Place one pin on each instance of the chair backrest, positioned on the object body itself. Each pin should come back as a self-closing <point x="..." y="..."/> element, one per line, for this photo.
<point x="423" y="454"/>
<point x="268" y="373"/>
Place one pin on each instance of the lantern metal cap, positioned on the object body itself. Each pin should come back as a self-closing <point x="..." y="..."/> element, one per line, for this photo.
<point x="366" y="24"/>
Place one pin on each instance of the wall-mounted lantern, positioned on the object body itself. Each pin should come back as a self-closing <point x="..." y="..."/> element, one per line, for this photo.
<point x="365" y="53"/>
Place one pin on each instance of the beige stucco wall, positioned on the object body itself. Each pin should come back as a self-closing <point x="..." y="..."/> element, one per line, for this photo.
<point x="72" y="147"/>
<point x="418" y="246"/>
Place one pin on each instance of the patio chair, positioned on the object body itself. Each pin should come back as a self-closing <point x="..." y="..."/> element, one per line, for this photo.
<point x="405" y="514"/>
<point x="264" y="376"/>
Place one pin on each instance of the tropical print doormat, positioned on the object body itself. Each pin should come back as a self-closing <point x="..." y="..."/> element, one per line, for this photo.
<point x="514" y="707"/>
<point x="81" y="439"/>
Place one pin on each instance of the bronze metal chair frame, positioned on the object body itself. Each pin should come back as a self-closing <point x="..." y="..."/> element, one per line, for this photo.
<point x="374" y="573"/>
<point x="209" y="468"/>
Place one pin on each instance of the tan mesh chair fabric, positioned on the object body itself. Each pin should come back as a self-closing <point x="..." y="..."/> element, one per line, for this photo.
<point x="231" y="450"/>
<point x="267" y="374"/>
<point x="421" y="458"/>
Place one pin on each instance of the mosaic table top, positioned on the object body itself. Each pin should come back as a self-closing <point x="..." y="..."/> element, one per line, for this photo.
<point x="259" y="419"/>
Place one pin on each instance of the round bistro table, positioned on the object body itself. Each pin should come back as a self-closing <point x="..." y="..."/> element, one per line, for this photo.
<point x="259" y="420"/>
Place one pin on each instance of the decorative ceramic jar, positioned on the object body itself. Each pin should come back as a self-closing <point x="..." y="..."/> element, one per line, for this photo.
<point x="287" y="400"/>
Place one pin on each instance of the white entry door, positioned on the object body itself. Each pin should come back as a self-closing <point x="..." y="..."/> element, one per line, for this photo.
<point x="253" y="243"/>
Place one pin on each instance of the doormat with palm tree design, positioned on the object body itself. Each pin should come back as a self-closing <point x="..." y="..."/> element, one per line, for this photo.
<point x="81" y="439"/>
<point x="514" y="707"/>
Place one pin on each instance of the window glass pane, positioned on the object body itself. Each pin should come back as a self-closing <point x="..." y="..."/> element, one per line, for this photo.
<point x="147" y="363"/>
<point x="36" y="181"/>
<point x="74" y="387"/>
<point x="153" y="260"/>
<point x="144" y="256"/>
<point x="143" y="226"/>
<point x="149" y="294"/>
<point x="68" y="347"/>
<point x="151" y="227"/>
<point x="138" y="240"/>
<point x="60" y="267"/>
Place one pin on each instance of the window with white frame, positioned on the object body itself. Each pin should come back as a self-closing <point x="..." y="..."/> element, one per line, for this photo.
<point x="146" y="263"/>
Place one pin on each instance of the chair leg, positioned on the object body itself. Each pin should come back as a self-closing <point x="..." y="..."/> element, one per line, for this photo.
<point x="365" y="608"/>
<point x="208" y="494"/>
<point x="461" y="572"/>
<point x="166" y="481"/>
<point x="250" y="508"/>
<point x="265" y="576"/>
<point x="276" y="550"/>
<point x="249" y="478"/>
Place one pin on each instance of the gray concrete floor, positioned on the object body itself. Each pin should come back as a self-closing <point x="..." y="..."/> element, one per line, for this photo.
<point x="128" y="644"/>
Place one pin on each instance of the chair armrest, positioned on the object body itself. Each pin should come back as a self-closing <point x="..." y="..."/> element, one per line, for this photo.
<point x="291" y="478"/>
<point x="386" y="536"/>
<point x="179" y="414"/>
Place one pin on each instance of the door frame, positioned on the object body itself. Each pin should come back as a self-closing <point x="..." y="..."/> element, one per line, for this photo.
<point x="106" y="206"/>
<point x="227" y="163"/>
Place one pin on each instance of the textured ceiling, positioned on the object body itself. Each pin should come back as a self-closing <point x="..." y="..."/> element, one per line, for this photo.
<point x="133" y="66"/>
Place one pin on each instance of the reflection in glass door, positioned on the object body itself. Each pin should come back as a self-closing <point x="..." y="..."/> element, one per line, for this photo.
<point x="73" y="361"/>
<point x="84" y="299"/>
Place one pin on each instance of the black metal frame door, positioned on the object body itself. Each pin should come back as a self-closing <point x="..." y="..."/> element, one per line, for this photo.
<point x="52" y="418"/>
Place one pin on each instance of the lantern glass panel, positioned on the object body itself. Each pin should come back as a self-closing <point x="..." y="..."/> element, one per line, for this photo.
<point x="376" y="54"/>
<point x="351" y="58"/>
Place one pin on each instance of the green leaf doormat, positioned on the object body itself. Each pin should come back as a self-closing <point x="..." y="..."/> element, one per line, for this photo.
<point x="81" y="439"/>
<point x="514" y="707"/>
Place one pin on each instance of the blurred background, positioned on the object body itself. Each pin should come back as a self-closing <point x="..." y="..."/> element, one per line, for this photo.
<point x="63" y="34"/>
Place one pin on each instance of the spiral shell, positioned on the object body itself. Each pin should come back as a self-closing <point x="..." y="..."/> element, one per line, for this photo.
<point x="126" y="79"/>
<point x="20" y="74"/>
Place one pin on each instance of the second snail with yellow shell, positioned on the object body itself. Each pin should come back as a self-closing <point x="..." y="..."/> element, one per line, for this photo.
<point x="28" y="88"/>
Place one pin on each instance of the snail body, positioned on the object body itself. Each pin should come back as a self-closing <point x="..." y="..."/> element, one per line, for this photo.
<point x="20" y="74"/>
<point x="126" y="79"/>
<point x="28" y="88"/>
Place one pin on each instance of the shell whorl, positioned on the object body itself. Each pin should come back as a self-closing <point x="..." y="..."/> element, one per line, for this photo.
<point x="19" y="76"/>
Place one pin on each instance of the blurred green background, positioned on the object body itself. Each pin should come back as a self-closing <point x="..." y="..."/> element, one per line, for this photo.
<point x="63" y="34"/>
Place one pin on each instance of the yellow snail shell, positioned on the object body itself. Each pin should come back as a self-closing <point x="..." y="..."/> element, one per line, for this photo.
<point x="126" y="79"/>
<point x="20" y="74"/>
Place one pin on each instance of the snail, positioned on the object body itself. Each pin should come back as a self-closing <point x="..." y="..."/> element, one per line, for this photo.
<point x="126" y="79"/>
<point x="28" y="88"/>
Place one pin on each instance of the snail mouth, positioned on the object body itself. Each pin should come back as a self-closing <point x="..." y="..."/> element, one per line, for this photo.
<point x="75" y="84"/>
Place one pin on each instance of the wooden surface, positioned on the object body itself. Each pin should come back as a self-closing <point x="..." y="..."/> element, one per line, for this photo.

# # # # # # #

STATED PROBLEM:
Extract every record. Keep wording exact.

THE ANSWER:
Place one pin on each instance of the chair backrest, positioned on the object body itself. Each pin should come back as a self-closing <point x="..." y="..."/> element, one per line, for this photo.
<point x="423" y="454"/>
<point x="268" y="373"/>
Place one pin on each instance of the lantern metal cap, positioned on the object body itself. Each pin should come back as a self-closing <point x="..." y="..."/> element, one per line, for this photo.
<point x="366" y="24"/>
Place one pin on each instance of the wall-mounted lantern, positioned on the object body itself. Each pin should come back as a self-closing <point x="..." y="..."/> element, one per line, for this photo.
<point x="365" y="53"/>
Place one pin on each instance of the beige stucco wall, positioned on the object body itself. Each pin should come back as a self-closing <point x="..." y="..."/> element, one per line, for this photo.
<point x="72" y="147"/>
<point x="418" y="246"/>
Place one pin on each instance of the patio chair, positioned on the object body itself. Each pin should come back as a self-closing <point x="..." y="..."/> element, one per line, for this photo.
<point x="405" y="514"/>
<point x="264" y="376"/>
Place one pin on each instance of the tropical print doormat, positioned on the object body itself. Each pin should come back as a self-closing <point x="..." y="..."/> element, one per line, for this photo.
<point x="514" y="707"/>
<point x="81" y="439"/>
Place one pin on each instance of the bronze metal chair frame, positioned on the object body itself. Each pin should come back as a self-closing <point x="..." y="..."/> element, one per line, for this photo.
<point x="374" y="573"/>
<point x="209" y="468"/>
Place one pin on each instance of the tan mesh chair fabric, positioned on the object body itself. Each pin should come back as a self-closing <point x="..." y="..."/> element, one per line, for this photo.
<point x="231" y="450"/>
<point x="267" y="374"/>
<point x="421" y="458"/>
Place one pin on each instance of the mosaic table top, positioned on the object body itself. Each pin should come back as a self-closing <point x="..." y="..."/> element, one per line, for this photo.
<point x="259" y="419"/>
Place one pin on each instance of the round bistro table, positioned on the object body itself. Each pin should come back as a self-closing <point x="..." y="..."/> element, one per line, for this photo.
<point x="259" y="420"/>
Place one pin on each instance of the decorative ceramic jar, positioned on the object body itself. Each pin should come back as a self-closing <point x="..." y="..."/> element, one per line, for this photo.
<point x="287" y="400"/>
Place one pin on each instance of the white entry door, positioned on the object body itself. Each pin should come back as a self-closing <point x="..." y="..."/> element, one per line, for this photo.
<point x="253" y="243"/>
Place one pin on each instance of the doormat with palm tree design, positioned on the object body itself. Each pin should come back as a self-closing <point x="..." y="..."/> element, one per line, for this photo.
<point x="81" y="439"/>
<point x="514" y="707"/>
Place one pin on each instance of the window glass pane, positioned on the object body itself. Each pin should come back as a self-closing <point x="..." y="..."/> element, one per line, for this photo.
<point x="147" y="363"/>
<point x="36" y="181"/>
<point x="74" y="387"/>
<point x="153" y="260"/>
<point x="144" y="256"/>
<point x="143" y="226"/>
<point x="149" y="294"/>
<point x="68" y="347"/>
<point x="151" y="227"/>
<point x="138" y="240"/>
<point x="60" y="267"/>
Place one pin on each instance of the window with white frame, positioned on the object body itself. Each pin should come back as a self-closing <point x="..." y="..."/> element, one per line, for this photo.
<point x="146" y="263"/>
Place one pin on each instance of the chair leg, positioned on the object body itself. Each pin should come back as a self-closing <point x="..." y="..."/> element, one per line, for this photo.
<point x="365" y="608"/>
<point x="208" y="494"/>
<point x="461" y="572"/>
<point x="166" y="481"/>
<point x="250" y="508"/>
<point x="265" y="576"/>
<point x="276" y="550"/>
<point x="249" y="478"/>
Place one pin on each instance of the gray concrete floor, positioned on the object body itself. Each pin should come back as a self-closing <point x="..." y="..."/> element, one per line, for this photo.
<point x="128" y="644"/>
Place one pin on each instance of the chair armrest, positioned on the object body itself. Each pin should come back as a self-closing <point x="..." y="..."/> element, one per line, for this photo.
<point x="291" y="478"/>
<point x="386" y="536"/>
<point x="179" y="414"/>
Place one pin on each instance of the door frame, positioned on the object body itself. Each pin should come back as a self-closing <point x="..." y="..."/> element, one per line, for this photo.
<point x="106" y="206"/>
<point x="227" y="163"/>
Place one pin on each instance of the textured ceiling, positioned on the object body itself. Each pin should come back as a self-closing <point x="..." y="..."/> element, one per line, for this photo.
<point x="133" y="66"/>
Place one pin on each instance of the reflection in glass door, positioned on the object body itself. Each pin should come back as a self-closing <point x="..." y="..."/> element, one per line, for this photo.
<point x="73" y="361"/>
<point x="84" y="299"/>
Place one pin on each instance of the black metal frame door, positioned on the object body itself. Each pin should come back as a self-closing <point x="..." y="..."/> element, one per line, for this photo.
<point x="52" y="418"/>
Place one pin on each instance of the lantern glass panel, positioned on the object body itself. Each pin should come back as a self-closing <point x="..." y="..."/> element, one per line, for this photo.
<point x="376" y="54"/>
<point x="351" y="58"/>
Place one pin on each instance of the green leaf doormat, positioned on the object body itself. Each pin should come back as a self-closing <point x="..." y="..."/> element, one per line, for this photo.
<point x="81" y="439"/>
<point x="514" y="707"/>
Place one pin on each instance of the blurred background, positioned on the object body itself. Each pin should come back as a self-closing <point x="..." y="..."/> element, one per line, for this photo.
<point x="63" y="34"/>
Place one pin on each instance of the spiral shell, positioned on the object body itself. Each pin should come back as a self-closing <point x="..." y="..."/> element, one per line, for this photo.
<point x="126" y="79"/>
<point x="20" y="74"/>
Place one pin on each instance of the second snail with yellow shell, positioned on the object body itself. Each pin should come back as a self-closing <point x="..." y="..."/> element, one per line, for this photo.
<point x="28" y="88"/>
Place one pin on each instance of the snail body, positioned on the object body itself. Each pin should come back as a self-closing <point x="..." y="..."/> element, one per line, for this photo.
<point x="20" y="74"/>
<point x="126" y="79"/>
<point x="28" y="88"/>
Place one pin on each instance of the shell whorl, positioned on the object body itself. Each pin should come back as a self-closing <point x="..." y="..."/> element, one per line, for this photo.
<point x="19" y="76"/>
Place one pin on each instance of the blurred green background, positioned on the object body itself. Each pin should come back as a self-closing <point x="..." y="..."/> element, one per line, for this photo.
<point x="63" y="34"/>
Place one pin on each instance of the yellow snail shell, positioned on the object body itself. Each pin should come back as a self-closing <point x="..." y="..."/> element, one per line, for this photo.
<point x="126" y="79"/>
<point x="20" y="74"/>
Place one pin on each instance of the snail, positioned on the object body itself. Each pin should come back as a self-closing <point x="..." y="..."/> element, one per line, for this photo.
<point x="126" y="79"/>
<point x="28" y="88"/>
Place one pin on each instance of the snail mouth, positioned on the object body itself. Each pin should come back as a self-closing <point x="..." y="..."/> element, one per line, for this photo.
<point x="75" y="84"/>
Place one pin on each instance of the wooden surface, positioned on the object body itself. Each pin should come back as a self-closing <point x="..." y="..."/> element, one per line, for this photo.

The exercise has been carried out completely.